Four For Friday | Jan 5, 2024
LF100 | Developing a 'global immune system', pension fund mis-management, UK integrated care & Australia’s VC ecosystem
Welcome to Looking Forward’s Four For Friday - and I hope you all had a restorative few days off. Am back with four things that have piqued my interest this week. Enjoy!
Building an antifragile global immune system
Planetary health has many similarities with human health - a complex, multifaceted, long-term issue in which prevention is infinitely better than cure.
Physician-author-polymath Atul Gawande - now serving as Assistant Administrator for Global Health at USAID - has introduced the concept of anti-fragility to develop a ‘global immune system’ to detect and prevent future pandemics. The emerging system focusing on rapid, collaborative, information sharing has already had some success with heading off Ebola outbreaks in Africa. Let’s hope wise heads recognize the value of investing in long-term prevention.
Your pension is probably being mis-managed
Economist Steve Keen’s critique of blinkered pension funds makes for an entertaining if alarming read:
Pension funds are risking the retirement savings of millions of people by relying on economic research that ignores critical scientific evidence about the financial risks embedded within a warming climate
Pension fund managers wield enormous clout about what gets funded in our economies. The paper argues that those managers are doing us all a disservice by blithely ignoring the likely impact of global heating on the real economy, instead basing their analysis on flawed models that suggest the impact of a multi-Celsius rise in temperatures will have little-to-no-impact.
────────
__Tasks to carry out__.
A: Please retype the part of the newsletter that begins at the words "Building an antifragile" and stops after "better than cure.".
B: According to the newsletter, what role is Atul Gawande now serving in at USAID?

Referring expression data
────────
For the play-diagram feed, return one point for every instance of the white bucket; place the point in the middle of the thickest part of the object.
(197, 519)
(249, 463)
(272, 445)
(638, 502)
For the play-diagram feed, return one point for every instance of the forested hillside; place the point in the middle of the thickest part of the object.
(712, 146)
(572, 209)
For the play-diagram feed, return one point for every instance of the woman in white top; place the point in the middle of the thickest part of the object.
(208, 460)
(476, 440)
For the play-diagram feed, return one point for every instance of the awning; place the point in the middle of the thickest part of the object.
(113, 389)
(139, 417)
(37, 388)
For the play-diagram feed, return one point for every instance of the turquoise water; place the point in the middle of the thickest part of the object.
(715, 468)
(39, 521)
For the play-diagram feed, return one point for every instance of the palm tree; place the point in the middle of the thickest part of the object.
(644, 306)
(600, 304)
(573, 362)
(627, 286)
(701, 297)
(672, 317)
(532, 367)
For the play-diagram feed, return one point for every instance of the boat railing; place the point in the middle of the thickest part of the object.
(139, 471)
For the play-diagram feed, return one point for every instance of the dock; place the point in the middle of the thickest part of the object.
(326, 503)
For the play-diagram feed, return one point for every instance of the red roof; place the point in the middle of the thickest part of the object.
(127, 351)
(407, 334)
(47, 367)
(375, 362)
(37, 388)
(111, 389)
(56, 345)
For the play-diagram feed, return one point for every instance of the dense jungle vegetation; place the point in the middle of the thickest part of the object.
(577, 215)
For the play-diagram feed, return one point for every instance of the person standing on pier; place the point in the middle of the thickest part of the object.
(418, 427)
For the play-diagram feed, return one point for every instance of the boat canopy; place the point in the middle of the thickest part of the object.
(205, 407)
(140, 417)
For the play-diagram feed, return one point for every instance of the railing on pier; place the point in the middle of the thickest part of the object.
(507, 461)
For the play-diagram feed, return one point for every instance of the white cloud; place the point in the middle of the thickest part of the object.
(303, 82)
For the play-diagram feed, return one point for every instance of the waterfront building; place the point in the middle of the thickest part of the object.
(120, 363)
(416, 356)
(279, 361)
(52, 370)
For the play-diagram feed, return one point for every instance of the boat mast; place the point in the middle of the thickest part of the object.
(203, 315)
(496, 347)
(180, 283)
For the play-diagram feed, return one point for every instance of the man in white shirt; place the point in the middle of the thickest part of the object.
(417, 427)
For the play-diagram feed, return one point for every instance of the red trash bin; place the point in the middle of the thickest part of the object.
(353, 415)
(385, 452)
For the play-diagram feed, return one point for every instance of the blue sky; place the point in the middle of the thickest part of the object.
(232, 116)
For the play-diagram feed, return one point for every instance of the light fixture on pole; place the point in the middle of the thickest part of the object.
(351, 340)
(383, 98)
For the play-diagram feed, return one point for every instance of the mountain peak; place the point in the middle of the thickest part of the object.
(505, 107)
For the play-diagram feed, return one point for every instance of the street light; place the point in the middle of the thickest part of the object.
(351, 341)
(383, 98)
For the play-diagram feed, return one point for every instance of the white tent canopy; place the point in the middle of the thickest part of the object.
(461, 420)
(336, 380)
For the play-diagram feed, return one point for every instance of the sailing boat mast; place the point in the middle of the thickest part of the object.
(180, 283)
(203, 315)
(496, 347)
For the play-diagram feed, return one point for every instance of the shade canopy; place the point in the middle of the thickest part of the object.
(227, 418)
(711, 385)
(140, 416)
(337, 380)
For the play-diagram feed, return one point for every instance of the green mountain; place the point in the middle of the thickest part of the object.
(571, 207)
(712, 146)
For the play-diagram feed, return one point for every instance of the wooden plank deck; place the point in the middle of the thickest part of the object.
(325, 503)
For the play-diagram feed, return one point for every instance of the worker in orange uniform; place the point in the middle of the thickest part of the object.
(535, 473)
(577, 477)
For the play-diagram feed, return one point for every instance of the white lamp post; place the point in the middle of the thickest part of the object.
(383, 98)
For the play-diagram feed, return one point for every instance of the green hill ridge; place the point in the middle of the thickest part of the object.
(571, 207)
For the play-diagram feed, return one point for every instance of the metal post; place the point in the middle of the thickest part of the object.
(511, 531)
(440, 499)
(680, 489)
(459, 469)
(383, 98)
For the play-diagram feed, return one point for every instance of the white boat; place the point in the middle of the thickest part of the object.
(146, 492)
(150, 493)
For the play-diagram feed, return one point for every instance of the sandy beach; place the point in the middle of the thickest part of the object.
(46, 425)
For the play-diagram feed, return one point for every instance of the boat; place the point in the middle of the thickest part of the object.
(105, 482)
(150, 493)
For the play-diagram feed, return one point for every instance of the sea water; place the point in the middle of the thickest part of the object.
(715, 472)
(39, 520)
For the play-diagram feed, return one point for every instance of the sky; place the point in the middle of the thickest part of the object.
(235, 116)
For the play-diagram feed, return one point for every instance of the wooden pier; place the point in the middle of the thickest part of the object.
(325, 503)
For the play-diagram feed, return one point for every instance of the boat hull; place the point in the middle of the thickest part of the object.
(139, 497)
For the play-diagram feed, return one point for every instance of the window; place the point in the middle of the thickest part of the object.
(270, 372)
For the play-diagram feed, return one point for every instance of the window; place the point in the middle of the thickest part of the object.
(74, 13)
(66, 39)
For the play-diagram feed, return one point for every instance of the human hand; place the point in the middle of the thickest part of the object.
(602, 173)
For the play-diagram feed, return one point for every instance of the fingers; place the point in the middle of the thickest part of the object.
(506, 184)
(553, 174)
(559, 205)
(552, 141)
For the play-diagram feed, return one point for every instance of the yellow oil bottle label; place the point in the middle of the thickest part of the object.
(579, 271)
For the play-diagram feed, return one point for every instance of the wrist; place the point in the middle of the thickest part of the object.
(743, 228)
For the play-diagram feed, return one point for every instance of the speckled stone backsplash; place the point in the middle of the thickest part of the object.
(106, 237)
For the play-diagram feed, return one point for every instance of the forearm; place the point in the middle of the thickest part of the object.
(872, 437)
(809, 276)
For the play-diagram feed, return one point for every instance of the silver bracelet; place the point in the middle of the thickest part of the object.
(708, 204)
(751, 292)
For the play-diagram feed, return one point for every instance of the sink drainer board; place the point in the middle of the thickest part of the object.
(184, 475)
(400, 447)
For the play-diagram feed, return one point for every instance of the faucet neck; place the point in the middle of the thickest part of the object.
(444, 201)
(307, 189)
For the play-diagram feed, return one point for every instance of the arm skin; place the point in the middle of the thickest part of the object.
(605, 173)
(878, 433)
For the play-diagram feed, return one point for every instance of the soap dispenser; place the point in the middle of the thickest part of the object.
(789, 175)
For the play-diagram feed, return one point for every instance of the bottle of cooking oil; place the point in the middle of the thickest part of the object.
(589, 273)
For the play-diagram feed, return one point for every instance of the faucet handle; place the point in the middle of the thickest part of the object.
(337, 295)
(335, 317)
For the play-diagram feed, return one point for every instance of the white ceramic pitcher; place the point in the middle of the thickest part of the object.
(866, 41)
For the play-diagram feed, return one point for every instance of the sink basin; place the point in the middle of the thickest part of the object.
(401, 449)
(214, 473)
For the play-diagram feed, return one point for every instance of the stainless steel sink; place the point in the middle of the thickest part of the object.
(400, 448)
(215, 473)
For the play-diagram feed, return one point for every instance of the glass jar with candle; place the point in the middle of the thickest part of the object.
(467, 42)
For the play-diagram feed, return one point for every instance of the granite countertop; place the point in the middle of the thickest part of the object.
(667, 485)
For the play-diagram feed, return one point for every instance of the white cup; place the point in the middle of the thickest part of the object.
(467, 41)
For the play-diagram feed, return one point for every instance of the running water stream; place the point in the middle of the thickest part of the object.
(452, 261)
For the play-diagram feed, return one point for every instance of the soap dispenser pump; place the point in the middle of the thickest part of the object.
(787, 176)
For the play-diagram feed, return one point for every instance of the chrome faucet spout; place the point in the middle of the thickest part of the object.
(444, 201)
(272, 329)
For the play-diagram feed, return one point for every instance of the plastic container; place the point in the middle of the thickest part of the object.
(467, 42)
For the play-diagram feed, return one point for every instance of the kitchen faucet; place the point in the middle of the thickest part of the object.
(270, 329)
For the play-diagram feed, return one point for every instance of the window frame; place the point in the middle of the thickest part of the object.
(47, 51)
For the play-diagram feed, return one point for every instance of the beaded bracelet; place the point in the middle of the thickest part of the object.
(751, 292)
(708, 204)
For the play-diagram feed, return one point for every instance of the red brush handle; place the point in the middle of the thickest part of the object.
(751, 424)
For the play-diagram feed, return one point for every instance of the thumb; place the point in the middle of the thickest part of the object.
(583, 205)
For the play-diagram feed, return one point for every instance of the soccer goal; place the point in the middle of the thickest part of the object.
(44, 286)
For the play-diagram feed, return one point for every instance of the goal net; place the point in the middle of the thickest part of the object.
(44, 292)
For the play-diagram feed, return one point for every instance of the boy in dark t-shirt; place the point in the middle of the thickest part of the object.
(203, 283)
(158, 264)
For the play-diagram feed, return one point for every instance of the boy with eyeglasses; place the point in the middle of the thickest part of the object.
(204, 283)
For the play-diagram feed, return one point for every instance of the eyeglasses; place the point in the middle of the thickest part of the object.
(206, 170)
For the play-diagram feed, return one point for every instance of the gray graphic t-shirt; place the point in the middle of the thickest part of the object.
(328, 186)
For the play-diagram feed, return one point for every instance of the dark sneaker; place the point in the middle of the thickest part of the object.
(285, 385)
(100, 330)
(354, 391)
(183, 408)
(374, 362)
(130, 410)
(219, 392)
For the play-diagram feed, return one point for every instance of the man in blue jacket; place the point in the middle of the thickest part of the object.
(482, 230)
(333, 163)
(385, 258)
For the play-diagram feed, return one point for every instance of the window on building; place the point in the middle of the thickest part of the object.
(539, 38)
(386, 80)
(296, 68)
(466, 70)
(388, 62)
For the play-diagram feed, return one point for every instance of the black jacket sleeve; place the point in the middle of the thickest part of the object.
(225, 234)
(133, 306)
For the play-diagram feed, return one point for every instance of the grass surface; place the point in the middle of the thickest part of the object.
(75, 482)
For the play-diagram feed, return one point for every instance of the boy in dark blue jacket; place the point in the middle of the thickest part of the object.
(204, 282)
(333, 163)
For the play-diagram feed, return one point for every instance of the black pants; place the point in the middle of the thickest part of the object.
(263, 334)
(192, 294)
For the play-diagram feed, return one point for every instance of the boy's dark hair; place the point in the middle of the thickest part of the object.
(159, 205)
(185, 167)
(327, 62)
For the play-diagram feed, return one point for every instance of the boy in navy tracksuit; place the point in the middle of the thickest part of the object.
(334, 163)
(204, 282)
────────
__Answers__.
A:
Building an antifragile global immune system
Planetary health has many similarities with human health - a complex, multifaceted, long-term issue in which prevention is infinitely better than cure.

B: Assistant Administrator for Global Health